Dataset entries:
§ §

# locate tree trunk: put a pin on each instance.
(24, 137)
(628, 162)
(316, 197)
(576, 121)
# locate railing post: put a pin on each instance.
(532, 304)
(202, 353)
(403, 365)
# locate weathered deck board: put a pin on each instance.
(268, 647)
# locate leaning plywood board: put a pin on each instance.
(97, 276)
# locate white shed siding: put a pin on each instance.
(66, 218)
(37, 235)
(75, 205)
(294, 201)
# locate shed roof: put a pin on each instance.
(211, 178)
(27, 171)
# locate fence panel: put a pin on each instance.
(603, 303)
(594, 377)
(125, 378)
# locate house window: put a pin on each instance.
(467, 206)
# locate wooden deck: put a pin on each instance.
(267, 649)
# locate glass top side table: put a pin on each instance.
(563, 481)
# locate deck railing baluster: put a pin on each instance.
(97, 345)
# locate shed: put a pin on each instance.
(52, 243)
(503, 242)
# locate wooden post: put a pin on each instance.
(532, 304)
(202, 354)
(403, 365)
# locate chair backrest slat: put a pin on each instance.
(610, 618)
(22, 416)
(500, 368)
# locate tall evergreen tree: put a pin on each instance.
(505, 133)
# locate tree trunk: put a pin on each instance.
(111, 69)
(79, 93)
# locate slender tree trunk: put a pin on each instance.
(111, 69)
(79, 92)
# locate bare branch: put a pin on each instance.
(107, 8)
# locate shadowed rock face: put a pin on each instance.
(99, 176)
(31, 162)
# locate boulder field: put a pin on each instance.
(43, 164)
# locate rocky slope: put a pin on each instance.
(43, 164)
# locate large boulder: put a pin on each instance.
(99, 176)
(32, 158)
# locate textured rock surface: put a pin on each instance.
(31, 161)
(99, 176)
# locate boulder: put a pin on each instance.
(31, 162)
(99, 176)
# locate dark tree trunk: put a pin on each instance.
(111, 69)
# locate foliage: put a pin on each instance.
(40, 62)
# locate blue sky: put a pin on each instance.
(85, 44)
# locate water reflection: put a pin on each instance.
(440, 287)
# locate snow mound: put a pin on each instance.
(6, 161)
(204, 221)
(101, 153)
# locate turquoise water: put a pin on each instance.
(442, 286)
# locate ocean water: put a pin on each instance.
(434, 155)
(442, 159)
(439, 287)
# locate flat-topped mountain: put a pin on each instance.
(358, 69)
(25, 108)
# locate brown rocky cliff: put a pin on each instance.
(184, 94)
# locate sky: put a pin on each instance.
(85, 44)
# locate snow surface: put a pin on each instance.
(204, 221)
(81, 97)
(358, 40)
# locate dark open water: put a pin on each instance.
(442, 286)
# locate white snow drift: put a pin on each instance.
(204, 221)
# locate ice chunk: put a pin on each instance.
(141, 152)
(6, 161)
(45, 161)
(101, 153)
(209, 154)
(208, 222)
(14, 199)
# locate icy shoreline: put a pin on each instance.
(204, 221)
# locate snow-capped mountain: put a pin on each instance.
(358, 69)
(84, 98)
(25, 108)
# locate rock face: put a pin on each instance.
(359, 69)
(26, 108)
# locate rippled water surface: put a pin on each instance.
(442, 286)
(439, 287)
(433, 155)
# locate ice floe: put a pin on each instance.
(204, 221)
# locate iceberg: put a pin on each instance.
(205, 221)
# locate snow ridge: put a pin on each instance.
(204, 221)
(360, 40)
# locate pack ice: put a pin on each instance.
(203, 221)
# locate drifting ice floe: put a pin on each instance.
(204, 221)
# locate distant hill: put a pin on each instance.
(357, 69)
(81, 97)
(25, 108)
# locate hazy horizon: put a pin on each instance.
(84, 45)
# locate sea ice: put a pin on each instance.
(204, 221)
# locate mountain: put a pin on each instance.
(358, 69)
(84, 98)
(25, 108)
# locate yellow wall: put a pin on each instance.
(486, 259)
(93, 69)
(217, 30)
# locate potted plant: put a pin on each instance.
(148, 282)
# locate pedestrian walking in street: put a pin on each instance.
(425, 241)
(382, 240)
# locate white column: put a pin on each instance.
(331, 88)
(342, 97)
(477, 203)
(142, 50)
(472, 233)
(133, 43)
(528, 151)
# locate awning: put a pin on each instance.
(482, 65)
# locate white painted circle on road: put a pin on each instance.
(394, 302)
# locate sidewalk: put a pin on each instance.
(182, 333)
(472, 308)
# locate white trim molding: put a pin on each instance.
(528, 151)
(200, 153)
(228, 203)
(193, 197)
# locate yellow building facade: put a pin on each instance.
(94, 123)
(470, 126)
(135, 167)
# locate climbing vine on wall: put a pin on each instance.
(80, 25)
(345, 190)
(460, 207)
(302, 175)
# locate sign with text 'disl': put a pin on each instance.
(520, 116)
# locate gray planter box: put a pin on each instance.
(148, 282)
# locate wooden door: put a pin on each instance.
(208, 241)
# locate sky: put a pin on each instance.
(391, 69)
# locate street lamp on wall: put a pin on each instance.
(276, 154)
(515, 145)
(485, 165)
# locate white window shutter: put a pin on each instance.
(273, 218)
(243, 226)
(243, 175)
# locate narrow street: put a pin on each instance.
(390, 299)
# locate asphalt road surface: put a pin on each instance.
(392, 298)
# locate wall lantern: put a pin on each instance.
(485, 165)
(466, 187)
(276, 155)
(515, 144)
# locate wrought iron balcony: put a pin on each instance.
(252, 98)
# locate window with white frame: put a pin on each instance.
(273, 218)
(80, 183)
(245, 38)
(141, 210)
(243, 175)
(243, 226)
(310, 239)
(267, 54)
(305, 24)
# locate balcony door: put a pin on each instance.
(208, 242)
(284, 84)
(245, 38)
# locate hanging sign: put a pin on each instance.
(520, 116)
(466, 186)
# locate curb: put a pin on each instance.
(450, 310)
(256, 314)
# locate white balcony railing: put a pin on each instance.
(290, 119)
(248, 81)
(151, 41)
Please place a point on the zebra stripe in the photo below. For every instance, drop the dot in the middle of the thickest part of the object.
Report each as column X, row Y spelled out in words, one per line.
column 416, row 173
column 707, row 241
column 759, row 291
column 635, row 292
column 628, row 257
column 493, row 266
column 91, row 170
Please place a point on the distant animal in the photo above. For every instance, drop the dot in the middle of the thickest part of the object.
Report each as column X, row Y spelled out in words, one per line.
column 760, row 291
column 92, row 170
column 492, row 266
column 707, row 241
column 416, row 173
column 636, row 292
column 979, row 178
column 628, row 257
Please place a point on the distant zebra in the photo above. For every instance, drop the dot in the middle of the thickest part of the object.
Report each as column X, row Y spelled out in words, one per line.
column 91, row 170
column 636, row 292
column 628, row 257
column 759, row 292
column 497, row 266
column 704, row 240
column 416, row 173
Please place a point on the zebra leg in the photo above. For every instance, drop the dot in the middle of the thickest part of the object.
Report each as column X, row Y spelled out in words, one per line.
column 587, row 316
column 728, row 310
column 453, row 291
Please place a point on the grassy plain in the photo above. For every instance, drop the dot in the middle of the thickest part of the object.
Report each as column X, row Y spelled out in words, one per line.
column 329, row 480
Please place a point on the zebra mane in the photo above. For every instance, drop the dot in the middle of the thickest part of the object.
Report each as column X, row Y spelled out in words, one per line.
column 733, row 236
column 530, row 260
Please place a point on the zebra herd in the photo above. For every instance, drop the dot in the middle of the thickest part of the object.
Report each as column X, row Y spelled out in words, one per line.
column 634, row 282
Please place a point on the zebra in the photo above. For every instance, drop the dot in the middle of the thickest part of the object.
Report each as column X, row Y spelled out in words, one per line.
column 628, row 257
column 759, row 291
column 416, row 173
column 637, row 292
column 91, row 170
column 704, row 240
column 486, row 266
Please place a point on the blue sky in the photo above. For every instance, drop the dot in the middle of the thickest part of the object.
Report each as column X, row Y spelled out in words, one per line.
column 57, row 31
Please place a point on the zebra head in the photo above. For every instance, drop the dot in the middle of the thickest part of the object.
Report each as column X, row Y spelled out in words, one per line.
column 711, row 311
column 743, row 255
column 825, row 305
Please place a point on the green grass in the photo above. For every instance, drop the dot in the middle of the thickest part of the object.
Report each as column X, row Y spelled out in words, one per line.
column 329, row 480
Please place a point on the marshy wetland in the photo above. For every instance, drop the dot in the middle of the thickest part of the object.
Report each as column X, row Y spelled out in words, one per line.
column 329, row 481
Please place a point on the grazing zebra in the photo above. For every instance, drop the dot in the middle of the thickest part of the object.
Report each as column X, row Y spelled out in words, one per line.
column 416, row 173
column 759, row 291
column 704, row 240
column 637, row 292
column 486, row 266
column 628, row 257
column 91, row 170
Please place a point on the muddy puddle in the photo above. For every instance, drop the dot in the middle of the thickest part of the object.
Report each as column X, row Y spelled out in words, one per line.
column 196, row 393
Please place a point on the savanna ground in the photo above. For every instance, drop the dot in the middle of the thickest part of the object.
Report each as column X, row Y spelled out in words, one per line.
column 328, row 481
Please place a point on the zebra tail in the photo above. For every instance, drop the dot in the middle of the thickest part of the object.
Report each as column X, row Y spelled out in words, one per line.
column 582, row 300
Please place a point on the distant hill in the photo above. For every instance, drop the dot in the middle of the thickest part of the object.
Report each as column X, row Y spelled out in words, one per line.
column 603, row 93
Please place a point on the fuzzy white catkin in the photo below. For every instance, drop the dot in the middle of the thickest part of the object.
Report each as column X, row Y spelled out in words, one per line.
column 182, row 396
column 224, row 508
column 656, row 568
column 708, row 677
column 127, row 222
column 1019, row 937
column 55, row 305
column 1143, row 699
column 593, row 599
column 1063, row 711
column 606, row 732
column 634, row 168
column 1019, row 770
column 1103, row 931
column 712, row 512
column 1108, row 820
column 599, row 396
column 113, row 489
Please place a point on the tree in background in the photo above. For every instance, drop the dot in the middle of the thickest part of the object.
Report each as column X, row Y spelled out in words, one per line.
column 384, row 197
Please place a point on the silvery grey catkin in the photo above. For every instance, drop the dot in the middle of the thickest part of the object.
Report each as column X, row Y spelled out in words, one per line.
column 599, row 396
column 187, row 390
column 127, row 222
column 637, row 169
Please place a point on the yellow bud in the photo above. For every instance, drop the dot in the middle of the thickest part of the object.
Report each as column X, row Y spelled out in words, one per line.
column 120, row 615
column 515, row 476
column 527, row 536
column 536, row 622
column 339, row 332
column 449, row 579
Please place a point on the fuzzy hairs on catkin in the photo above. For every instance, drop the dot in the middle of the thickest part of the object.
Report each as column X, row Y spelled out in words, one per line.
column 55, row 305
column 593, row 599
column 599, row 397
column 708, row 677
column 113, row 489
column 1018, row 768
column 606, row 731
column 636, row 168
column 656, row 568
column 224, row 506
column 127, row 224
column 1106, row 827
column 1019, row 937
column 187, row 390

§ §

Return every line of the data above in which "below" appears.

● **Solution for this task**
Please place a point on the zebra stripe in the photo below. For every instance, drop the dot in the middle of the thickest part of the object.
Please place a point on the fuzzy white catkin in the photo below. For every instance, drop the dot in the middle of the thickest part of the object.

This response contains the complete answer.